Point annotation records
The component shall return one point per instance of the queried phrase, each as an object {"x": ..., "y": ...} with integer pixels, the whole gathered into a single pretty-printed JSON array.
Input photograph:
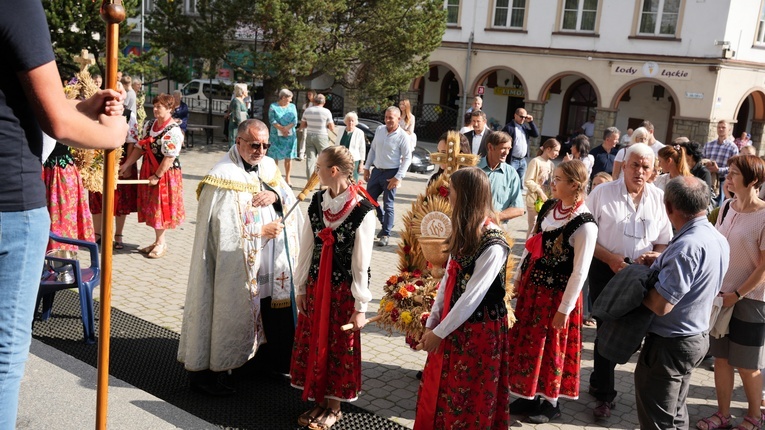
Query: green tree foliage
[
  {"x": 76, "y": 25},
  {"x": 373, "y": 47}
]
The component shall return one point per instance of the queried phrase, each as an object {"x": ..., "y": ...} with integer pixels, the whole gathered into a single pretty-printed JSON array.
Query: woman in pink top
[{"x": 742, "y": 222}]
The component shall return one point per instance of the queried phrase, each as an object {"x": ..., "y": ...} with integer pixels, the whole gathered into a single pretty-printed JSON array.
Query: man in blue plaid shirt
[{"x": 719, "y": 151}]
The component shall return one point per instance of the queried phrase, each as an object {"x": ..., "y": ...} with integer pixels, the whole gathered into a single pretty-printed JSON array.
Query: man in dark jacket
[{"x": 521, "y": 129}]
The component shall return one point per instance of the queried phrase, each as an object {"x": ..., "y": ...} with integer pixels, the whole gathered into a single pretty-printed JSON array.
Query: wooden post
[{"x": 112, "y": 12}]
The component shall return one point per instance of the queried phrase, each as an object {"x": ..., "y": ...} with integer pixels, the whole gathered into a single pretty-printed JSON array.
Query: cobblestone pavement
[{"x": 155, "y": 290}]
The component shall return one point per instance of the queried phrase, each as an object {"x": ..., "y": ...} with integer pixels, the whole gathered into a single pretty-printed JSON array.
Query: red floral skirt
[
  {"x": 545, "y": 361},
  {"x": 125, "y": 197},
  {"x": 161, "y": 206},
  {"x": 344, "y": 352},
  {"x": 68, "y": 205},
  {"x": 473, "y": 392}
]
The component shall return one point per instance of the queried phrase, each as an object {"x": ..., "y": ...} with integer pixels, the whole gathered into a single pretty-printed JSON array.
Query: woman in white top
[
  {"x": 407, "y": 121},
  {"x": 353, "y": 139},
  {"x": 742, "y": 222},
  {"x": 537, "y": 178},
  {"x": 640, "y": 135},
  {"x": 549, "y": 305},
  {"x": 673, "y": 163}
]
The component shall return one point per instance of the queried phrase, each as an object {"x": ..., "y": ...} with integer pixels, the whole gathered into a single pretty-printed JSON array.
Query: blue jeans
[
  {"x": 378, "y": 184},
  {"x": 23, "y": 238},
  {"x": 519, "y": 164}
]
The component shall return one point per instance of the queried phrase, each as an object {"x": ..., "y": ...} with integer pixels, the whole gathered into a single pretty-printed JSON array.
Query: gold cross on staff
[
  {"x": 85, "y": 60},
  {"x": 282, "y": 278},
  {"x": 453, "y": 159}
]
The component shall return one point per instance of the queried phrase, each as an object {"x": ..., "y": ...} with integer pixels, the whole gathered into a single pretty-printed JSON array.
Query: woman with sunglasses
[{"x": 160, "y": 203}]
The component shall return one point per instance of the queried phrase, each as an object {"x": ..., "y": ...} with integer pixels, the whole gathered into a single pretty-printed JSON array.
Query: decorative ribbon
[
  {"x": 319, "y": 343},
  {"x": 431, "y": 377},
  {"x": 358, "y": 189}
]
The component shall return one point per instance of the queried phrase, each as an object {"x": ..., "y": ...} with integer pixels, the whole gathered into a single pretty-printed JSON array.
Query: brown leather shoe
[{"x": 603, "y": 409}]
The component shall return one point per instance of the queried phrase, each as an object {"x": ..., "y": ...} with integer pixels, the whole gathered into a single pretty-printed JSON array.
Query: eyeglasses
[
  {"x": 254, "y": 145},
  {"x": 635, "y": 230}
]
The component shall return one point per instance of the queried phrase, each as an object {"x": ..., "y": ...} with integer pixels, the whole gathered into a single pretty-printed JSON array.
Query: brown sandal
[
  {"x": 709, "y": 423},
  {"x": 320, "y": 423},
  {"x": 307, "y": 417},
  {"x": 159, "y": 251},
  {"x": 147, "y": 249}
]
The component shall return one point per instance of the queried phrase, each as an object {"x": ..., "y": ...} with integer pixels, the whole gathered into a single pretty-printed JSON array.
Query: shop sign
[
  {"x": 509, "y": 91},
  {"x": 651, "y": 69}
]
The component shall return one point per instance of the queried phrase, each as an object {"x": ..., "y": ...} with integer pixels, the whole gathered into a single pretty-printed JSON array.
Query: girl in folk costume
[
  {"x": 549, "y": 305},
  {"x": 67, "y": 201},
  {"x": 160, "y": 204},
  {"x": 332, "y": 288},
  {"x": 465, "y": 381},
  {"x": 125, "y": 195}
]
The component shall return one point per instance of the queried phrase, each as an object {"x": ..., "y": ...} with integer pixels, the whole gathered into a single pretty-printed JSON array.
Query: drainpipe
[{"x": 461, "y": 117}]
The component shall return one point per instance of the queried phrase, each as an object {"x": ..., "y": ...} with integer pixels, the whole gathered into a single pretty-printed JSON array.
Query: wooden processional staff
[{"x": 113, "y": 13}]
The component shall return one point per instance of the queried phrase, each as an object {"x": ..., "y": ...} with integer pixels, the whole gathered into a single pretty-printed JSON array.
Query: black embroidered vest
[
  {"x": 345, "y": 237},
  {"x": 493, "y": 303}
]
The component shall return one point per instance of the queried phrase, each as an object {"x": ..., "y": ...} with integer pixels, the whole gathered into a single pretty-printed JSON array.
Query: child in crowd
[
  {"x": 465, "y": 381},
  {"x": 332, "y": 289},
  {"x": 537, "y": 179}
]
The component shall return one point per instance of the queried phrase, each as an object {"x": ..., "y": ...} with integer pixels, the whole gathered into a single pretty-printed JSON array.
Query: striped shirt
[{"x": 316, "y": 118}]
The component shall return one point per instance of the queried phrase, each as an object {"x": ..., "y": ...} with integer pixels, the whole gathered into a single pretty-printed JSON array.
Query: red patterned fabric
[
  {"x": 320, "y": 319},
  {"x": 68, "y": 205},
  {"x": 343, "y": 367},
  {"x": 546, "y": 361},
  {"x": 161, "y": 206},
  {"x": 431, "y": 376},
  {"x": 473, "y": 391}
]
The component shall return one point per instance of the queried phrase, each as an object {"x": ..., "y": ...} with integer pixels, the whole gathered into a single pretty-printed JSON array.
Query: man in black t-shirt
[{"x": 32, "y": 100}]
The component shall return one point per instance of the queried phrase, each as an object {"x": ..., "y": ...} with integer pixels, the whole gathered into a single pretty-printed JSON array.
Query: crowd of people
[
  {"x": 600, "y": 220},
  {"x": 619, "y": 233}
]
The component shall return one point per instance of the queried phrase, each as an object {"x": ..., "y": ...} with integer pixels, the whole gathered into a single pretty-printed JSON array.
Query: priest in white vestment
[{"x": 240, "y": 293}]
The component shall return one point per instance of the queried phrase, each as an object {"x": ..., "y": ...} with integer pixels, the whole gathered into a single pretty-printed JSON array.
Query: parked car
[
  {"x": 199, "y": 92},
  {"x": 420, "y": 156}
]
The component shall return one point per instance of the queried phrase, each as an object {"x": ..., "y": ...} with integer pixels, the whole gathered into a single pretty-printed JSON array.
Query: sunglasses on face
[{"x": 254, "y": 145}]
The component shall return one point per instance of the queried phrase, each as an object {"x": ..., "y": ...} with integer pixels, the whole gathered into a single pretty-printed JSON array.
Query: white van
[{"x": 197, "y": 93}]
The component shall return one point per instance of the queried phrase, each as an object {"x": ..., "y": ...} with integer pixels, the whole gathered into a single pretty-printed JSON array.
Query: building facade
[{"x": 682, "y": 64}]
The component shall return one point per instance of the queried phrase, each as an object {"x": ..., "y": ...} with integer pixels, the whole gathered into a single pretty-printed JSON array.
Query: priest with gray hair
[{"x": 240, "y": 295}]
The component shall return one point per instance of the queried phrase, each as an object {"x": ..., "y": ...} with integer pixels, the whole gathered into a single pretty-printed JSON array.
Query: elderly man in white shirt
[
  {"x": 632, "y": 223},
  {"x": 390, "y": 154}
]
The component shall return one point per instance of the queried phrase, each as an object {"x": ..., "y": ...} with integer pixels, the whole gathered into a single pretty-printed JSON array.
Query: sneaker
[
  {"x": 525, "y": 407},
  {"x": 545, "y": 414},
  {"x": 603, "y": 409}
]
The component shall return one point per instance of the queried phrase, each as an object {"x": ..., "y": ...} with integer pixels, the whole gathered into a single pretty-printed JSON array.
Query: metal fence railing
[{"x": 433, "y": 120}]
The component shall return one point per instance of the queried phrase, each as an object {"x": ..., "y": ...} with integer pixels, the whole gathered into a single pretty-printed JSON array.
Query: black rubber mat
[{"x": 144, "y": 355}]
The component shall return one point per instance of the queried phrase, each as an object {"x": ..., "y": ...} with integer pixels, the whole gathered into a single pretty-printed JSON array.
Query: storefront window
[
  {"x": 659, "y": 17},
  {"x": 453, "y": 12},
  {"x": 579, "y": 15},
  {"x": 509, "y": 13}
]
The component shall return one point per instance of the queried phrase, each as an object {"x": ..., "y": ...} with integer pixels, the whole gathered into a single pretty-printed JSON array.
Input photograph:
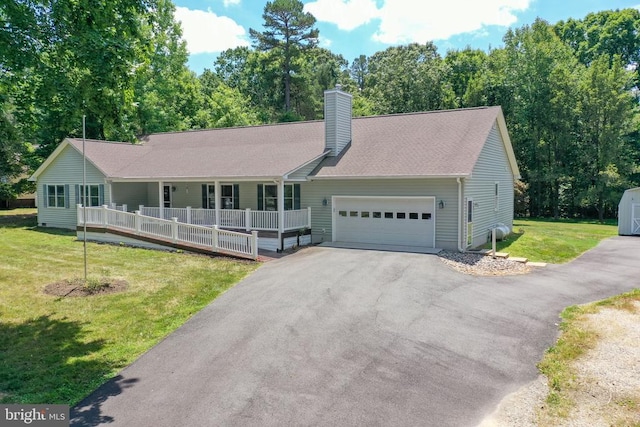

• **PROBLEM**: Copy out every line of the material above that contains the word "woman".

• **WORKED ANSWER**:
Query: woman in pink top
Query: woman in white top
Query: woman with sunglasses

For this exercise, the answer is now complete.